* EXERCISE AIM: For this exercise, output the line containing "pin: the thin" and every line after it through the end of the records, exactly, and no other line.

* DATA FOR THIS TASK:
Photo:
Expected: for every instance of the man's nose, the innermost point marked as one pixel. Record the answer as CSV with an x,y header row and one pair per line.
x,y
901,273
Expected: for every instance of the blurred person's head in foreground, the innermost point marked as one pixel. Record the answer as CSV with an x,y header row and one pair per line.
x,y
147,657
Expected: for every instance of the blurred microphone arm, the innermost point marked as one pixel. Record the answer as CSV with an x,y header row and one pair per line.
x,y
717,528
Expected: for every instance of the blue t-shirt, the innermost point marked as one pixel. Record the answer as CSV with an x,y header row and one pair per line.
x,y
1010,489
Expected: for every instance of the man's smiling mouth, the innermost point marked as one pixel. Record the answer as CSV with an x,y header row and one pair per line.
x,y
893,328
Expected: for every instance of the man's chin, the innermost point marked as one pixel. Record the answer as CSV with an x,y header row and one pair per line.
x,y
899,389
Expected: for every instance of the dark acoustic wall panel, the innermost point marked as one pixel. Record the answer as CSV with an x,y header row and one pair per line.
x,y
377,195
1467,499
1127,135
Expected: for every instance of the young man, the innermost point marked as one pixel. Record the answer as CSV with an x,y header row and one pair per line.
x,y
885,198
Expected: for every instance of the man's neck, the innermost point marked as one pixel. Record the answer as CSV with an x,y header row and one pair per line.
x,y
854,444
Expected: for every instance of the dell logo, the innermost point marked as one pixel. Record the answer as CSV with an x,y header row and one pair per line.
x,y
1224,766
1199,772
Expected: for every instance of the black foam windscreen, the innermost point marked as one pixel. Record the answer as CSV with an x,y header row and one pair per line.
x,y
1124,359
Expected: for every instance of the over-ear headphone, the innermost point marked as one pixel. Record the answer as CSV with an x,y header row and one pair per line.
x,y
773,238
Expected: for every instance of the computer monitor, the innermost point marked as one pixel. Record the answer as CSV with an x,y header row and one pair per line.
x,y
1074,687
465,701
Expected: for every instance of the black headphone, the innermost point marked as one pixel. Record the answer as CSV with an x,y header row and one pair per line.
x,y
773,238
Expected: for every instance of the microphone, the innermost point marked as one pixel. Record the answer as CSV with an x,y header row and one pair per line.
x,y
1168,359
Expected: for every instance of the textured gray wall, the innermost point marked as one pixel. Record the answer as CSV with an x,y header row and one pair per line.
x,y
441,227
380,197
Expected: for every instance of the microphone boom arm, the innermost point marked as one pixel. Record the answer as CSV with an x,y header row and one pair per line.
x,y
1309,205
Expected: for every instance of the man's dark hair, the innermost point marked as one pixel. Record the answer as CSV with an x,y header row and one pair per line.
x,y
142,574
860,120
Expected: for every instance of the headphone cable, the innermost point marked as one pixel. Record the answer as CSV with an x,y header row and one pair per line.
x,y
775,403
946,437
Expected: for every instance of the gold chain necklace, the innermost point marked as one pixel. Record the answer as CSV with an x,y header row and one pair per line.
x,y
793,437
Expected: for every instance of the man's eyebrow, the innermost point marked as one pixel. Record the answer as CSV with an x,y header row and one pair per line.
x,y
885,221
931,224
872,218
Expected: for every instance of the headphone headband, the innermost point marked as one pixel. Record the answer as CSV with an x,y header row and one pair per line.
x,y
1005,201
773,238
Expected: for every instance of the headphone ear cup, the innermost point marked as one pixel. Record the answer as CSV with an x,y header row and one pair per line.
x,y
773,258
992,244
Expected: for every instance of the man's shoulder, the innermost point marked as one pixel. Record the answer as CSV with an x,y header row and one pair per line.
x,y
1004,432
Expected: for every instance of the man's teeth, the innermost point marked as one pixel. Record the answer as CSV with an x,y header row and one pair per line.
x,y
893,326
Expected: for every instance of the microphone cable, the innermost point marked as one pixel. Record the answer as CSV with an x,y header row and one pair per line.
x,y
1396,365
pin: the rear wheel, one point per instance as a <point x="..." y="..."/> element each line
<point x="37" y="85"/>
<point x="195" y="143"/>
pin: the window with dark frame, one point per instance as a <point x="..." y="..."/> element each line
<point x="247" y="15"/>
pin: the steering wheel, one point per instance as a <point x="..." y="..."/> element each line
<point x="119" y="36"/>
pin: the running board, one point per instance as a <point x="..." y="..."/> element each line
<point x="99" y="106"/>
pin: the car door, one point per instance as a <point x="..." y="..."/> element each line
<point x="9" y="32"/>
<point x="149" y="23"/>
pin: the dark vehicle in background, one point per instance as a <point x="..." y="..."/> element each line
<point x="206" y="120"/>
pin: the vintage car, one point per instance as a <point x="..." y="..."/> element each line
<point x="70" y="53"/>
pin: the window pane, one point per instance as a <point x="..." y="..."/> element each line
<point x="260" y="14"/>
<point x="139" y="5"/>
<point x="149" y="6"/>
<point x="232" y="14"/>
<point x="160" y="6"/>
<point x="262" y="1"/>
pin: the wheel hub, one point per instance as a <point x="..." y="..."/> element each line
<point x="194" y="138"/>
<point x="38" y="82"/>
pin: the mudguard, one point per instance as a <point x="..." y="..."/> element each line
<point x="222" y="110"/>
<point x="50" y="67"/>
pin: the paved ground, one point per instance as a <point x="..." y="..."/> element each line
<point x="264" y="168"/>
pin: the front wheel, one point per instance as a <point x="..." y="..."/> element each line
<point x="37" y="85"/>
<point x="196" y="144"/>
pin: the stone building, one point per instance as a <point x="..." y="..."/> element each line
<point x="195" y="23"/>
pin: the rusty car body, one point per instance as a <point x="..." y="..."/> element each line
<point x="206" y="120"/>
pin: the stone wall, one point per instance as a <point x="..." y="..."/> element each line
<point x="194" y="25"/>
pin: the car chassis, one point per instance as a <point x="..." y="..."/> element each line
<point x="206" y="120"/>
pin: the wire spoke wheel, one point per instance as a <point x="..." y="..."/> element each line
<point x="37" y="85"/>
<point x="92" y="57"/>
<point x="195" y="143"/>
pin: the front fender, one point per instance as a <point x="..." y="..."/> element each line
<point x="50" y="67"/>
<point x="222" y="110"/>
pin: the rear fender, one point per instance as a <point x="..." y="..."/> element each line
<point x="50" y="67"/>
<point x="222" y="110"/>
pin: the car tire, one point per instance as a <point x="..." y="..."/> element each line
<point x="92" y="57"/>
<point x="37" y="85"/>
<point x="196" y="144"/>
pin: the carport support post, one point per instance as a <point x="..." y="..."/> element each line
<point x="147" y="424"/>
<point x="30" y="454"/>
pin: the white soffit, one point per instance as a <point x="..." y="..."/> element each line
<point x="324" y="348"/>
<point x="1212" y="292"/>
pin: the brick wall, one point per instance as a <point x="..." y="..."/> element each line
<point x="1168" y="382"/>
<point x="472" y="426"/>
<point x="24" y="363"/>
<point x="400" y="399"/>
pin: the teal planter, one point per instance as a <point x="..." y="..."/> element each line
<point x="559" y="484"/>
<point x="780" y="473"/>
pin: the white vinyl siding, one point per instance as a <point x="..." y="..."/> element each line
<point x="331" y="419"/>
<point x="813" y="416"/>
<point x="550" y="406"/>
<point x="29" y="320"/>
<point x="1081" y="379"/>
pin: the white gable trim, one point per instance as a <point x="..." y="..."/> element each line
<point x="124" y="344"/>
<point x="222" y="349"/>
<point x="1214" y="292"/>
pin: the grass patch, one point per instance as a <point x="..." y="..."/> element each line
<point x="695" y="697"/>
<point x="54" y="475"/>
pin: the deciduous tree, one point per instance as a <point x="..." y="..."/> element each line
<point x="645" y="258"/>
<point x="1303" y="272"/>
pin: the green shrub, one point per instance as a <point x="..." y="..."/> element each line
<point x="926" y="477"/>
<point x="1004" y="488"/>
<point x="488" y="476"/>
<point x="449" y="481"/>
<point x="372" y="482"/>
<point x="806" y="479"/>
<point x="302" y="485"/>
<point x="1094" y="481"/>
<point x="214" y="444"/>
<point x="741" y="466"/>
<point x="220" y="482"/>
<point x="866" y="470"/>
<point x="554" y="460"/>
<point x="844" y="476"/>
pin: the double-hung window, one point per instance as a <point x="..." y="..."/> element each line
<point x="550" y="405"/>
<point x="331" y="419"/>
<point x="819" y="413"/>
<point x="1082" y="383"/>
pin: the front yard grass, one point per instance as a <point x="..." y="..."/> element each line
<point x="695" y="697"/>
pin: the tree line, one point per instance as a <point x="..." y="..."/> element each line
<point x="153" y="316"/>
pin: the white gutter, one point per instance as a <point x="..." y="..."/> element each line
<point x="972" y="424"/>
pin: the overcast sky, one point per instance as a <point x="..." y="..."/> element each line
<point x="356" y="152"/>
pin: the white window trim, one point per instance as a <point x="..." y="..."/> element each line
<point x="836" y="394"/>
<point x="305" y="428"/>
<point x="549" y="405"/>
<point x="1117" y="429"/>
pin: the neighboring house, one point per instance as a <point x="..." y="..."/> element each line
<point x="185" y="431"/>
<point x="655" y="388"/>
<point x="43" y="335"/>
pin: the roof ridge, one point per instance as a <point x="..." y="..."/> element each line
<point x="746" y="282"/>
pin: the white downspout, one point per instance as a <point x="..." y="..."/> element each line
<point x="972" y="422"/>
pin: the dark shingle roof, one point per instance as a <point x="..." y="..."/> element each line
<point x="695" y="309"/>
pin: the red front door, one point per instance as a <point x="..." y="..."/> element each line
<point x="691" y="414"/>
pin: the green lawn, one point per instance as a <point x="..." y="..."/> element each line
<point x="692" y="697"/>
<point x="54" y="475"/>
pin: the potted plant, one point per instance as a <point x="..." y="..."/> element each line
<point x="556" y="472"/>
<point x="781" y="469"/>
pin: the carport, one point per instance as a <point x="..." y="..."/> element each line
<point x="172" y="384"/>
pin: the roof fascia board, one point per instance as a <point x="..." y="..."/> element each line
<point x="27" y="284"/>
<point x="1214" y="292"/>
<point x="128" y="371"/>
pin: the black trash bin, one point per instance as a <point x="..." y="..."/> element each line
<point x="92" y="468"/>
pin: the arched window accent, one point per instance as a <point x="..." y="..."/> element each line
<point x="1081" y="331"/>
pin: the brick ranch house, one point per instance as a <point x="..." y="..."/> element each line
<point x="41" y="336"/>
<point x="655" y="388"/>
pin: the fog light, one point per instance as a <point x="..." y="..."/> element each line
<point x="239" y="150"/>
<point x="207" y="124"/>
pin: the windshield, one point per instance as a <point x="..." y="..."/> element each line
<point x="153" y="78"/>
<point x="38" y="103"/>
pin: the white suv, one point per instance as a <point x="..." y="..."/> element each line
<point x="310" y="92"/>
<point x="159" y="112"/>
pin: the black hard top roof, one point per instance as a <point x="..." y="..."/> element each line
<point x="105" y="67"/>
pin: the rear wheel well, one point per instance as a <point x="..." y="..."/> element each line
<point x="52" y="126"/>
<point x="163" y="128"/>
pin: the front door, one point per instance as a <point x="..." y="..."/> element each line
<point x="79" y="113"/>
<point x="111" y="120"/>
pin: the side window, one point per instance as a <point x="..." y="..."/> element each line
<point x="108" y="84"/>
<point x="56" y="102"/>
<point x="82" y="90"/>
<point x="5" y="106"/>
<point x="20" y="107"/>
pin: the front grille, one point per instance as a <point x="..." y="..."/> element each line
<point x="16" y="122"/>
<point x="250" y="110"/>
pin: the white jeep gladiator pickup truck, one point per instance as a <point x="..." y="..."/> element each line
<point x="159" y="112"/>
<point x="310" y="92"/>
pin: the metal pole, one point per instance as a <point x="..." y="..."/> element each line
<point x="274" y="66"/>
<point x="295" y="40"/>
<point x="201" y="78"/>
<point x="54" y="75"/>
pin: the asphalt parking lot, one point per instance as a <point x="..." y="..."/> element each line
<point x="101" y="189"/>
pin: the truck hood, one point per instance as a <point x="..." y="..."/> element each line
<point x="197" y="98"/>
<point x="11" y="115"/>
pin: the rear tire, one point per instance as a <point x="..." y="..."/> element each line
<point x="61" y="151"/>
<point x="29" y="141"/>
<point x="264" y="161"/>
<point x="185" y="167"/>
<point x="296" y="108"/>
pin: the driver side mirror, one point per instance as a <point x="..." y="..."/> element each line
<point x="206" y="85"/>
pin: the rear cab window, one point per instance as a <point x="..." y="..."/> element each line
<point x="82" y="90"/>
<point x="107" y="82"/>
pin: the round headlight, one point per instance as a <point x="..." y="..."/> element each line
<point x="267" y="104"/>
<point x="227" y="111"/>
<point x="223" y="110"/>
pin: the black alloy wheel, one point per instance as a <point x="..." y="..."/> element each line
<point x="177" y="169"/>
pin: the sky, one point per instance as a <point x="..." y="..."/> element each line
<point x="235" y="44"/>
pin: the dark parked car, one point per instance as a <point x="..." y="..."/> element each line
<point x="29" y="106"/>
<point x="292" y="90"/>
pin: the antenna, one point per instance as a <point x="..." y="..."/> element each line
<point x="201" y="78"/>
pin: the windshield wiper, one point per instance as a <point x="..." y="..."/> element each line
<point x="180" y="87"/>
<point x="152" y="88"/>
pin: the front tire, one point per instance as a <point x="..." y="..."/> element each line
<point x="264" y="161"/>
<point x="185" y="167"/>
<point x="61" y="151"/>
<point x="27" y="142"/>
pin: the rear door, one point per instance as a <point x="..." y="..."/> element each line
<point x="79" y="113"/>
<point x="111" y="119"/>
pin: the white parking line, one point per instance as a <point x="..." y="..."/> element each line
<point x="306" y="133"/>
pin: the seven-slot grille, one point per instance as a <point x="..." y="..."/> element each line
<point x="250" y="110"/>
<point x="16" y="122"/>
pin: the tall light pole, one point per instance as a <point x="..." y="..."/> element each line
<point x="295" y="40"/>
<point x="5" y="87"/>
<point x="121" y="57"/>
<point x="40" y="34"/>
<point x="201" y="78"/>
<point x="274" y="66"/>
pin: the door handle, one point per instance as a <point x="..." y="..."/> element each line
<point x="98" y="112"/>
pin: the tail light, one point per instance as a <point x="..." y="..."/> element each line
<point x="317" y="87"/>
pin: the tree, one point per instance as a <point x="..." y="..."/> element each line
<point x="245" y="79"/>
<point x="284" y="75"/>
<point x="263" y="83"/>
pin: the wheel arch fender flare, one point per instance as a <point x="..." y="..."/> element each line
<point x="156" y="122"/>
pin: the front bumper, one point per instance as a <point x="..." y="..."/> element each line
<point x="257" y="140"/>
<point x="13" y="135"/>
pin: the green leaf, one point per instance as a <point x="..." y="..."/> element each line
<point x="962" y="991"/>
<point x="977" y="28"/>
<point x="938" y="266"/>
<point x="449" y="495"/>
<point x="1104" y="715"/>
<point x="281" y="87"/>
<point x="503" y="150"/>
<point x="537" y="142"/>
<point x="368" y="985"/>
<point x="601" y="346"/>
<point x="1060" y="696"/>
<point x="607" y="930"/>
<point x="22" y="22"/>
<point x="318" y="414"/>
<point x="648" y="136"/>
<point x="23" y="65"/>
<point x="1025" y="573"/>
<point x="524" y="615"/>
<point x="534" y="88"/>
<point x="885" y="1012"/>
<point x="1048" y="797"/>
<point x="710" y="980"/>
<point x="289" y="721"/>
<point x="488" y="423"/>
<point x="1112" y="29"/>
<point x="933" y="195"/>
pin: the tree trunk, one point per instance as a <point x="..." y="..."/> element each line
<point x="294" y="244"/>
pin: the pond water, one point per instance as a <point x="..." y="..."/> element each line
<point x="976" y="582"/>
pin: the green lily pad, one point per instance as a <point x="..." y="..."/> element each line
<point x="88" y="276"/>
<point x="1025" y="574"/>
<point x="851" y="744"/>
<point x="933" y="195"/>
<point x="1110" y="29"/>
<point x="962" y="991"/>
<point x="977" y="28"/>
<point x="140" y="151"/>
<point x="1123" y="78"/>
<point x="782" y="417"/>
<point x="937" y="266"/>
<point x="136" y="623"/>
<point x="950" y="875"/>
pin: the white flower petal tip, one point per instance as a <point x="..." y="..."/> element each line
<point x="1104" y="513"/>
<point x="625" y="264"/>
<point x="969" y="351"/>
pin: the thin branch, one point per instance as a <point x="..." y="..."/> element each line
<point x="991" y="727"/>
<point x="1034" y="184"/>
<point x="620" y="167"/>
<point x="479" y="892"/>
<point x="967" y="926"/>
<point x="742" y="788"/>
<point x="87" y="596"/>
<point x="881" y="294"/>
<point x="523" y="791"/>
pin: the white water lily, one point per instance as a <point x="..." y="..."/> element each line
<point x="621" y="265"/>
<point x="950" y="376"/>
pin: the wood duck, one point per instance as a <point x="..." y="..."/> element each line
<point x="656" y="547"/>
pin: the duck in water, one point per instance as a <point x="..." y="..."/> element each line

* SOLVED PROBLEM:
pin: the thin branch, one point per instance as a <point x="..." y="..."/> element each line
<point x="991" y="727"/>
<point x="1034" y="184"/>
<point x="620" y="167"/>
<point x="479" y="892"/>
<point x="967" y="926"/>
<point x="742" y="788"/>
<point x="87" y="596"/>
<point x="881" y="294"/>
<point x="523" y="791"/>
pin: the white water lily, one point per instance as a <point x="..." y="..."/> element each line
<point x="621" y="265"/>
<point x="950" y="376"/>
pin: the wood duck, one point per instance as a <point x="..." y="..."/> element each line
<point x="656" y="547"/>
pin: the duck in water, one point per instance as a <point x="..." y="..."/> element each line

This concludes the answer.